» **JOB**
Carry on the forum thread about detecting int64_t multiplication overflow under two g++ versions, starting right after its last sentence.

» **EXCERPT**
--- Begin ---

5

I have a legacy codebase which we are trying to migrate from devtoolset-4 to devtoolset-7. I noticed an interesting behaviour regarding overflow of signed integers (int64_t, to be specific).

There is a code snippet which is used to detect integer overflow while multiplying a big set of integers:

// a and b are int64_t
int64_t product = a * b; 
if (b != 0 && product / b != a) {
    // Overflow
}

This code was working fine with devtoolset-4. However, with devtoolset-7, overflow is never being detected.

For eg: When a = 83802282034166 and b = 98765432, the product becomes -5819501405344925872 (clearly the value has overflown).

But product / b results in value equal to a (83802282034166). Hence the if condition never becomes true. Its value should have been computed based on the overflown (negative) product value: -5819501405344925872 / 98765432 = -58922451788

Ironically, the Maths is correct but it is causing anomalous behaviour with regards to devtoolset-4.

  • Could the compiler be caching the value (and not re-evaluating it) resulting in this behaviour?
  • Or does compiler optimization converts statement product / b != a to product != a * b and reaches the same overflown value (or maybe just skips the computation based on the above statement where product = a * b)?

I understand that signed integer overflow is an 'undefined behaviour' in C++ and so the compiler behaviour could change across implementations. But could someone help me make sense of the above behaviour?

Note: the g++ versions in devtoolset-4 and devtoolset-7 are g++ (GCC) 5.2 and g++ (GCC) 7.2.1, respectively.

Still-InBeta
  • 383
  • 2
  • 9
  • 4
    `signed` integer overflow is undefined in c++. You cannot reliably detect it after the fact since you would implicitly be in undefined behavior.. – François Andrieux Mar 28 '18 at 15:35
  • A correct test checks **before** multiplying, in order to avoid undefined behavior. Something like `if (std::numeric_limits::max() / b < a) { /* error */ }`. – Pete Becker Mar 28 '18 at 15:41
  • @PeteBecker Yes Pete that is what I have modified the code to. I was just trying to understand the above behaviour. – Still-InBeta Mar 28 '18 at 15:43
  • To understand the behavior, you'd want to look at the generated assembly code to see what the compiler has done with it. – 1201ProgramAlarm Mar 28 '18 at 15:44
  • 3
    `product == a * b`, so `product / b != a` can be optimized to -> `a * b / b != a` -> `a * 1 != a` -> `a != a` -> `false`. – eerorika Mar 28 '18 at 15:45
  • 1
    The OP states he knows signed integer overflow is UB. Linking to a question whose answers state "this is UB" is not useful. – Yakk - Adam Nevraumont Mar 28 '18 at 15:45
  • 2
    If you are interested in understanding what compilers output for a given piece of code, you can use godbolt.org. For example I've [tried your snippet](https://godbolt.org/g/XkjseD) and it seems the condition is entirely optimized out by gcc 7.3 with -O2. For an explanation of why undefined behavior does what it does you would need to specify exactly which compiler you are using, which version you are using, which flags are using and the answer could still depend on other factors. – François Andrieux Mar 28 '18 at 15:50

7 Answers7

6

Signed integer overflow is undefined behavior in C++.

--- End ---

» **PROVIDED DATA**

--- Begin ---

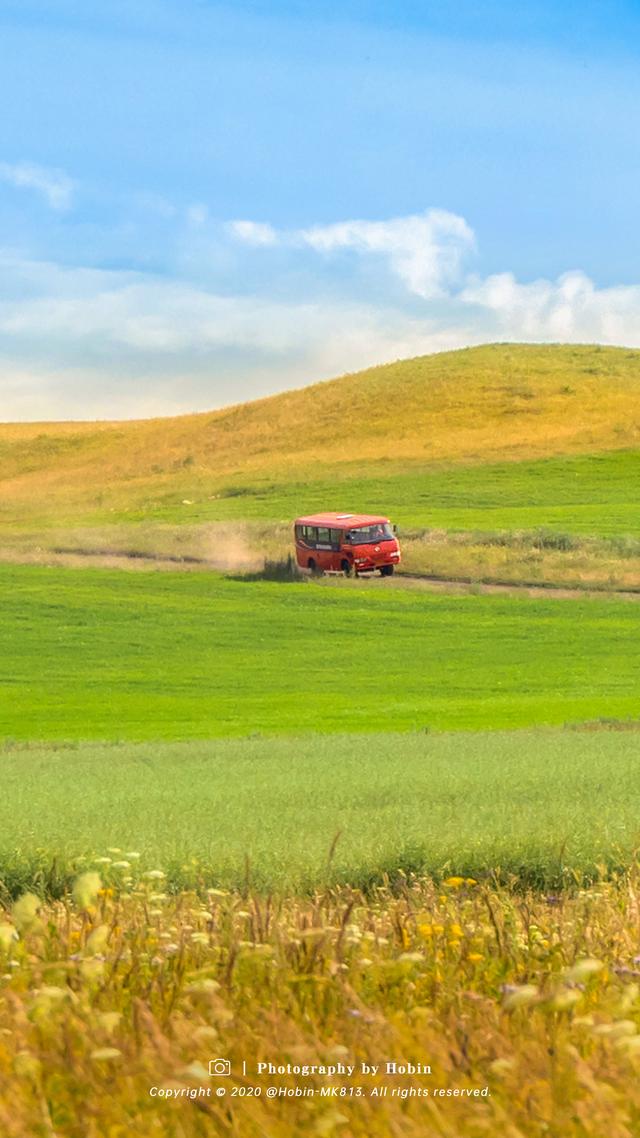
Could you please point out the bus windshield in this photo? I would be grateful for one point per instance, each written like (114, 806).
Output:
(364, 535)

--- End ---

» **EXPECTED ANSWER**
This means the optimizer can assume it never happens. a*b/b is a, period.

Modern compilers do static single assignment based optimization.

// a and b are int64_t
int64_t product = a * b;
if (b != 0 && product / b != a) {
  // Overflow
}

becomes:

const int64_t __X__ = a * b; 
const bool __Y__ = b != 0;
const int64_t __Z__ = __X__ / b;
const int64_t __Z__ = a*b / b;
const int64_t __Z__ = a;

if (__Y__ && __Z__ != a) {
  // Overflow
}

which evaluates to

if (__Y__ && false) {
  // Overflow
}

clearly, as __Z__ is a and a!=a is false.

int128_t big_product = a * b; 

work with big_product and detect overflow there.

SSA permits the compiler to realize things like (a+1)>a is always true, which can simplify many loops and optimization cases. That fact relies on the fact that overflow of signed values is undefiend behavior.

Yakk - Adam Nevraumont
  • 262,606
  • 27
  • 330
  • 524
4

Because signed overflow/underflow are classified as undefined behavior, compilers are allowed to cheat and assume it can't happen (this came up during a Cppcon talk a year or two ago, but I forget the talk off the top of my head). Because you're doing the arithmetic and then checking the result, the optimizer gets to optimize away part of the check.

This is untested code, but you probably want something like the following:

if(b != 0) {
    auto max_a = std::numeric_limits<int64_t>::max() / b;
    if(max_a < a) {
        throw std::runtime_error{"overflow"};
    }
}
return a * b;

Note that this code doesn't handle underflow; if a * b can be negative, this check won't work.

Per Godbolt, you can see your version has the check completely optimized away.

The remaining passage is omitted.